* Problem requirements
Reproduce exactly the lines from the one containing "Place one dot per instance of the sponsor" through the last line of the records below, both included, and nothing else.

* Dataset extract
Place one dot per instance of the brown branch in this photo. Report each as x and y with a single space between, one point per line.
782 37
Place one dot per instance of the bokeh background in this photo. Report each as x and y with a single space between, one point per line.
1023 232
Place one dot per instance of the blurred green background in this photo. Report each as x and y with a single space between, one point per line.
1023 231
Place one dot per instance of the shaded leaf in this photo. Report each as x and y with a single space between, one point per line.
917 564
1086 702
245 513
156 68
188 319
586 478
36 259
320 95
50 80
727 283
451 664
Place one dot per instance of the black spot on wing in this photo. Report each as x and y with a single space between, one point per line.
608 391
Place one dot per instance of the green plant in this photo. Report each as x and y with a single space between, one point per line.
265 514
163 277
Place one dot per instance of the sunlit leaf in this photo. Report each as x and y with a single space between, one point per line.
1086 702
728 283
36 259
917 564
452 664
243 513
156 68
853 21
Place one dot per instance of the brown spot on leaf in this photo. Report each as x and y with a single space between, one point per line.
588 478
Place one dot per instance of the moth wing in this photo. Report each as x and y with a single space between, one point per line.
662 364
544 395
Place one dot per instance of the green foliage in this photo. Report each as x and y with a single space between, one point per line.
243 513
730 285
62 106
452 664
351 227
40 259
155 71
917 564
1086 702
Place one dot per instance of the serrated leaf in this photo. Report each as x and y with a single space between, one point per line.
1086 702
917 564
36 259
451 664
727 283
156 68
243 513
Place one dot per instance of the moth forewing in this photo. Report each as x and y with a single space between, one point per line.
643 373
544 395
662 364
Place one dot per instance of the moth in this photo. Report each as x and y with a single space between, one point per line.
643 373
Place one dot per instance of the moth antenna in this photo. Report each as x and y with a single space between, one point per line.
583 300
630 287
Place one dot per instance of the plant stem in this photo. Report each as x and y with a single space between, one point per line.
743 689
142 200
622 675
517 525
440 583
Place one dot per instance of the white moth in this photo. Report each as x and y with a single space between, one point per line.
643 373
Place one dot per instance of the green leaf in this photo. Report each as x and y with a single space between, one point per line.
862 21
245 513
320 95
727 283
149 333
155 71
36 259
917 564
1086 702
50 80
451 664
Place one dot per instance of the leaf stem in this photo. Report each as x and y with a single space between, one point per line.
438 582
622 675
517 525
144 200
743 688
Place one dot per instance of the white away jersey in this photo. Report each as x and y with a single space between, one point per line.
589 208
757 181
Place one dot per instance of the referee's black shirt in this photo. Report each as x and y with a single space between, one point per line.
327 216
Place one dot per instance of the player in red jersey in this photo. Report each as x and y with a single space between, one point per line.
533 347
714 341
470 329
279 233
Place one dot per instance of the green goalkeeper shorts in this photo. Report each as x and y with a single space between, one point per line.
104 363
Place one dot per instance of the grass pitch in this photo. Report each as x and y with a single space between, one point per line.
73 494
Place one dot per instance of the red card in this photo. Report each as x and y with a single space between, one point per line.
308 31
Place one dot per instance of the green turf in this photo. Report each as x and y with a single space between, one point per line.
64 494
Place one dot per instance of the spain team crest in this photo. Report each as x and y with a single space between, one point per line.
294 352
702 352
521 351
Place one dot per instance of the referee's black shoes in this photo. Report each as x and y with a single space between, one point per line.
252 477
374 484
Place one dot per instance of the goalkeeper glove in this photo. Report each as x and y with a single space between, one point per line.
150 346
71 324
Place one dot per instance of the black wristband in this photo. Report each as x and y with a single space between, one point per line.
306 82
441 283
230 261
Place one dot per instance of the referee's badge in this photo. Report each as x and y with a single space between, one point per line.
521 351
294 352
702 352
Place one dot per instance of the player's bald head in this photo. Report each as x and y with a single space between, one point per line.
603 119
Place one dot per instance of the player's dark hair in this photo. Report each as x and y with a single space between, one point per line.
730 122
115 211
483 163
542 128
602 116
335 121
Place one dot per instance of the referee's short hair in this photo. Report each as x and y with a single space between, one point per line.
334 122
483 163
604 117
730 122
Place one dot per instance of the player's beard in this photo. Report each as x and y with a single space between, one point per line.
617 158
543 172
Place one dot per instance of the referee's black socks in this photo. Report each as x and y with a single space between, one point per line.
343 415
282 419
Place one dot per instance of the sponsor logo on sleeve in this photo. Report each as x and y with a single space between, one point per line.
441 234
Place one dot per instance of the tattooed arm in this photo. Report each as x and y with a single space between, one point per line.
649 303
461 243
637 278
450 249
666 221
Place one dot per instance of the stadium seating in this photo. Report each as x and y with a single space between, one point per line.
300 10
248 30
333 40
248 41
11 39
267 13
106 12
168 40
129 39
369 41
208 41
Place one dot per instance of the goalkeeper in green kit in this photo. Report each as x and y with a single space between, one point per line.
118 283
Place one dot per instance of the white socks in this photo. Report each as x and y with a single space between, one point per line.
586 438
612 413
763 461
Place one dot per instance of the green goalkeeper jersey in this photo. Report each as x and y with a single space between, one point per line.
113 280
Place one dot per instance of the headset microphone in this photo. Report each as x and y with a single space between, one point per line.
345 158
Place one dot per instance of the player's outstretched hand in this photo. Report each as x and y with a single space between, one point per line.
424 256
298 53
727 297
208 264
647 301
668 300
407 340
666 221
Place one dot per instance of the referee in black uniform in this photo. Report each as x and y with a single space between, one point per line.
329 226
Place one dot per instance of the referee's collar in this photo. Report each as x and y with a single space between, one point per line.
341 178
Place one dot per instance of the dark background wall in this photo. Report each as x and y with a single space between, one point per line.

* Task result
Place one dot per instance of the sponsor logo on sleeve in this photo. Report each as x and y with a single space between, one point per line.
441 234
Place one dot per instance of the tattooed arm in this photo. Report each as x and y with a single space between, one point per line.
649 303
461 243
637 278
450 249
666 221
Place one dot per instance of the stadium seating in this photo. Report each as x and y with a single space between, one point per line.
300 10
248 30
333 40
248 41
11 39
267 13
106 12
168 40
129 39
369 41
208 41
Place one dot per instance of the goalkeeper in green kit in this photo. Report each as x and y with a single space between, one point per line.
118 283
Place one dot per instance of the white socks in this photo. Report each as x and y with a single space between, one point per line.
586 438
612 413
763 461
Place one dot per instance of the green goalkeeper jersey in this photo. Report each as x and y with a single space between, one point per line.
113 280
Place one dot per instance of the headset microphone in this photo. Report each as x and y with a single space between, one point per line.
345 158
Place one dot per instance of the player's outstretched hand in this photo. Report each as x and y with a single space between, one point per line.
424 256
298 53
727 297
208 264
647 301
668 300
407 340
666 221
Place one dot per instance of the referee in black uniform in this photo. Report each as x and y with a single space between, one point per line.
329 226
Place one dot per instance of the referee's collar in this photo. Report each as x and y with a single space between, one point per line.
341 178
Place one dot per instance of the dark background wall in this photo. Report each as x and y with a single space between, one point per line.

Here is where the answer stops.